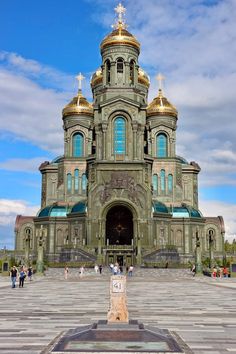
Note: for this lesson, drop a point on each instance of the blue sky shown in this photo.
(43, 46)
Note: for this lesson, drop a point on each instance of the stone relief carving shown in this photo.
(121, 183)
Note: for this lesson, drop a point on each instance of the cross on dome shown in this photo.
(160, 78)
(120, 24)
(120, 10)
(80, 78)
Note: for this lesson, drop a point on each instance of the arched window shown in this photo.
(76, 180)
(120, 66)
(132, 66)
(119, 136)
(155, 183)
(170, 183)
(78, 145)
(84, 183)
(69, 182)
(161, 145)
(163, 182)
(108, 71)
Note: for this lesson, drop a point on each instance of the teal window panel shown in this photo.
(161, 145)
(170, 183)
(84, 182)
(69, 182)
(163, 180)
(78, 145)
(76, 180)
(155, 183)
(119, 136)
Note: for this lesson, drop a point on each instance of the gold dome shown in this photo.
(96, 78)
(78, 106)
(143, 77)
(160, 106)
(120, 36)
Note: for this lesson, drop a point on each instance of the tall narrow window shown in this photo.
(108, 71)
(119, 136)
(120, 66)
(76, 180)
(69, 182)
(84, 182)
(170, 183)
(163, 182)
(161, 145)
(78, 145)
(132, 64)
(155, 184)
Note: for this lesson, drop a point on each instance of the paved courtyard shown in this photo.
(201, 310)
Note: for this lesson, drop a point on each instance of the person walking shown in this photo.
(130, 272)
(66, 271)
(100, 268)
(13, 274)
(30, 273)
(22, 278)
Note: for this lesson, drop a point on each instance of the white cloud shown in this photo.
(228, 211)
(22, 165)
(9, 209)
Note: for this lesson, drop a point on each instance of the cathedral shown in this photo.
(119, 193)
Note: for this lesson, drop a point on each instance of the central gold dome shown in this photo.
(120, 36)
(78, 106)
(160, 106)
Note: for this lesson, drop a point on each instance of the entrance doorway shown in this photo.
(119, 226)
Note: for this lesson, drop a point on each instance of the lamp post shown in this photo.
(41, 238)
(27, 248)
(211, 251)
(198, 255)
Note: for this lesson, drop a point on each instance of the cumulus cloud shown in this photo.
(228, 211)
(9, 209)
(31, 100)
(22, 165)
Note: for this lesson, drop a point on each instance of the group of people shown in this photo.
(118, 269)
(20, 274)
(220, 272)
(114, 268)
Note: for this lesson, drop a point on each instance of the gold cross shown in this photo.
(160, 78)
(120, 10)
(80, 78)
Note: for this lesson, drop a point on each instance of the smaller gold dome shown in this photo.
(160, 106)
(96, 78)
(78, 106)
(143, 77)
(120, 36)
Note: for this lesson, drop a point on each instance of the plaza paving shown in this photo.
(201, 310)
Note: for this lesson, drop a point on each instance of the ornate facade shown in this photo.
(120, 192)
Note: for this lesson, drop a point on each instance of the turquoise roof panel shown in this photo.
(80, 207)
(159, 207)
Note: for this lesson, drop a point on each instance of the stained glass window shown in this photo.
(78, 145)
(76, 180)
(163, 177)
(161, 145)
(170, 183)
(108, 72)
(84, 182)
(119, 136)
(155, 183)
(69, 182)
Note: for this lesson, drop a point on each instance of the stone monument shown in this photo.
(118, 311)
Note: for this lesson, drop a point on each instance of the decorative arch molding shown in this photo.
(118, 113)
(122, 203)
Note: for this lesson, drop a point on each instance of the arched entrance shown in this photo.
(119, 226)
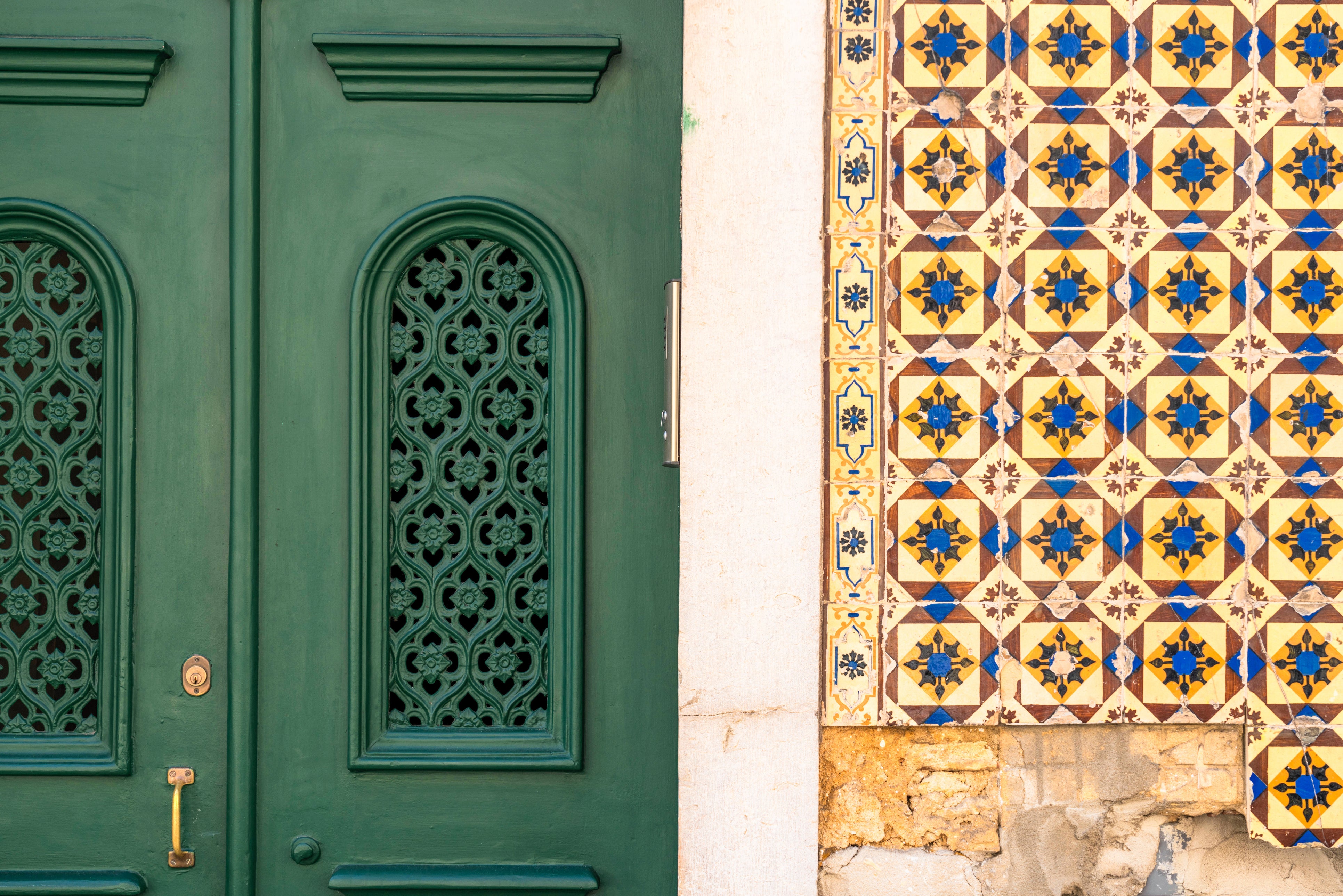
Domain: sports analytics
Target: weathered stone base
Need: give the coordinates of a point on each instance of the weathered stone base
(1066, 810)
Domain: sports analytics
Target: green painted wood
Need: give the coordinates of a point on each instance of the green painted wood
(374, 745)
(604, 177)
(107, 750)
(80, 72)
(468, 68)
(70, 883)
(152, 180)
(465, 880)
(244, 441)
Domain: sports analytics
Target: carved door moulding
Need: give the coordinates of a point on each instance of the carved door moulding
(467, 504)
(80, 72)
(66, 516)
(468, 68)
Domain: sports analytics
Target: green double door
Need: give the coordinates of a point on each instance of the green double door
(331, 353)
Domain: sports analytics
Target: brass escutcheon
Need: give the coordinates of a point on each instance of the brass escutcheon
(195, 676)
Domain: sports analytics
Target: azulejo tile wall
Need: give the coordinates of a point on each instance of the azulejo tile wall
(1084, 309)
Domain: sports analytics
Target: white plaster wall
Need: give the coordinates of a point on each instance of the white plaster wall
(751, 451)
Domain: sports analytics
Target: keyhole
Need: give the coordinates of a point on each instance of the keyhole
(195, 676)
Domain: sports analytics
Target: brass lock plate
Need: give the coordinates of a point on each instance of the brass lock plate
(195, 676)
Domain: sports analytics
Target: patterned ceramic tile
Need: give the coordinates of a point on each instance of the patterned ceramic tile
(941, 664)
(852, 664)
(1295, 785)
(1059, 663)
(1084, 305)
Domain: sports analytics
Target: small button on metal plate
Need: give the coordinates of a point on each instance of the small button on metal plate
(195, 676)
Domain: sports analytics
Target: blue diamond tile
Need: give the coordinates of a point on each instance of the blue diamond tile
(1188, 354)
(1130, 163)
(1257, 414)
(1126, 415)
(1195, 233)
(1131, 45)
(1311, 488)
(1314, 230)
(1123, 539)
(1000, 45)
(1068, 229)
(990, 663)
(1315, 353)
(1059, 482)
(1135, 292)
(1000, 546)
(1239, 291)
(1069, 105)
(1259, 41)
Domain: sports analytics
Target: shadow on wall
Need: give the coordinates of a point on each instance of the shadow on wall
(1114, 810)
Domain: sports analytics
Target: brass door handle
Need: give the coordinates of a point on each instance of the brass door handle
(179, 778)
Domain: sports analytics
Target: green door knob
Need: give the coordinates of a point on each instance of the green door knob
(305, 851)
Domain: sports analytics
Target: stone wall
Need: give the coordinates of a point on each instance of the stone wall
(1063, 810)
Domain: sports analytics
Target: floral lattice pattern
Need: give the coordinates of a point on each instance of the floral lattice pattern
(469, 491)
(51, 355)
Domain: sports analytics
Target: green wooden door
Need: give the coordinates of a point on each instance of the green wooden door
(480, 665)
(113, 452)
(390, 325)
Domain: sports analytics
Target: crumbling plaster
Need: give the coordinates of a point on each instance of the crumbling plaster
(1069, 812)
(1060, 810)
(751, 449)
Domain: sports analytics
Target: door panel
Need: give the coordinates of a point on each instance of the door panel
(602, 177)
(152, 182)
(565, 765)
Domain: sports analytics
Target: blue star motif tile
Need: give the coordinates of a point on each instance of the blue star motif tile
(1126, 415)
(1188, 354)
(1000, 43)
(1069, 105)
(1130, 45)
(1068, 229)
(1254, 41)
(1059, 479)
(1123, 539)
(1307, 484)
(1192, 233)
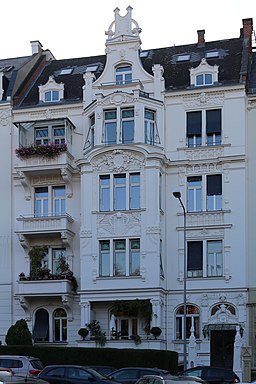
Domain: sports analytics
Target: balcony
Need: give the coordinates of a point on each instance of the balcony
(120, 344)
(55, 286)
(45, 287)
(206, 219)
(44, 145)
(31, 226)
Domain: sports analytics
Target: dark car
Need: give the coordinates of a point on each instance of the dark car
(170, 379)
(22, 365)
(130, 375)
(213, 375)
(15, 379)
(104, 370)
(72, 374)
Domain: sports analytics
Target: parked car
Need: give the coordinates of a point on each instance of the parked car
(72, 374)
(6, 372)
(104, 370)
(170, 379)
(15, 379)
(213, 375)
(130, 375)
(22, 365)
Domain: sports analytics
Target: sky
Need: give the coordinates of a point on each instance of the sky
(76, 28)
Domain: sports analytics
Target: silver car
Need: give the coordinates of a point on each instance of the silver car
(22, 365)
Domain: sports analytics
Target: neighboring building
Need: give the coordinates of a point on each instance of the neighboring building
(13, 74)
(130, 127)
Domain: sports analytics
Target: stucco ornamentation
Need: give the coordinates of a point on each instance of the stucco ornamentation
(118, 161)
(118, 224)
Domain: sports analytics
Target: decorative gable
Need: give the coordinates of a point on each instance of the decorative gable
(204, 74)
(51, 91)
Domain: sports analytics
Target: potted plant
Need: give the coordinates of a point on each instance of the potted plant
(155, 331)
(83, 332)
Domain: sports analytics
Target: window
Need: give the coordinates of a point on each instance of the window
(50, 201)
(205, 258)
(41, 136)
(119, 257)
(124, 74)
(195, 259)
(105, 193)
(127, 125)
(110, 126)
(194, 129)
(214, 192)
(213, 127)
(204, 193)
(50, 134)
(194, 193)
(204, 79)
(151, 136)
(204, 127)
(134, 258)
(60, 325)
(119, 192)
(51, 259)
(44, 331)
(112, 134)
(214, 258)
(50, 96)
(41, 201)
(105, 258)
(192, 320)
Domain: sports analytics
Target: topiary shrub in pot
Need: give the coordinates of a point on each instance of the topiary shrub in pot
(83, 332)
(155, 331)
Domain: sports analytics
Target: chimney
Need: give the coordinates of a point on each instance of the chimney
(200, 34)
(36, 46)
(247, 27)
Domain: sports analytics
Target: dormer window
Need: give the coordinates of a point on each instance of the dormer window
(124, 74)
(51, 96)
(51, 92)
(204, 79)
(204, 74)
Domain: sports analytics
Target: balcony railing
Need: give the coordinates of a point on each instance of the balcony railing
(45, 287)
(45, 224)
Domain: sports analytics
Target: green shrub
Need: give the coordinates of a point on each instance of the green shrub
(19, 334)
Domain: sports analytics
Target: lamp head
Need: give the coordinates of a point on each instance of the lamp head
(177, 194)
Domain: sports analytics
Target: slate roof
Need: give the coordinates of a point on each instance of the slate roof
(10, 68)
(176, 74)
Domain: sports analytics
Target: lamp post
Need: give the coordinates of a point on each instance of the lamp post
(177, 195)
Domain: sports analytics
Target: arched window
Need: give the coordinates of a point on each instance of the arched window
(124, 74)
(41, 326)
(59, 325)
(192, 320)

• REQUIRED WORK: Give back, exactly and without pictures, the stretch of the records above from the line containing "Target: door panel" through the line containing "Target: sky", with both end lines included.

• TASK SOLUTION:
Target: door panel
Need: give the coordinates of a point on each instance of the door panel
(602, 177)
(152, 182)
(565, 765)
Domain: sports analytics
Target: blue star motif tile
Need: give the coordinates of a point on each instance of the blue star motif tile
(1126, 415)
(1188, 354)
(1000, 43)
(1069, 105)
(1130, 45)
(1068, 229)
(1254, 41)
(1059, 479)
(1123, 539)
(1307, 484)
(1192, 233)
Domain: sports analytics
Target: balcony
Need: give the coordinates of a point on each instance of the balcony
(120, 344)
(55, 286)
(45, 287)
(206, 219)
(44, 145)
(31, 226)
Domain: sports analytics
Target: dark car
Need: give the coordinates of a point on each instance of the dark car
(170, 379)
(22, 365)
(130, 375)
(213, 375)
(15, 379)
(104, 370)
(72, 374)
Domain: sports analytics
Target: parked car
Need: give the coordinates of a point on each instance of the parked car
(72, 374)
(6, 372)
(104, 370)
(170, 379)
(15, 379)
(213, 375)
(130, 375)
(22, 365)
Domain: sports analytics
Target: sky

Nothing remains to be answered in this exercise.